**Aim**
Convert the material below into a two-column CSV with the headers label_text and answer. Put each text and its answer together on one row, with each value in a single quoted field and line breaks replaced by spaces.

**Excerpts of pointing data**
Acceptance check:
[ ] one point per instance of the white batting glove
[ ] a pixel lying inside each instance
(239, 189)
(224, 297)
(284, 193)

**Written solution**
label_text,answer
"Acceptance check: [ ] one point per instance of the white batting glove [ ] a pixel lying inside each instance","(239, 189) (224, 297) (284, 193)"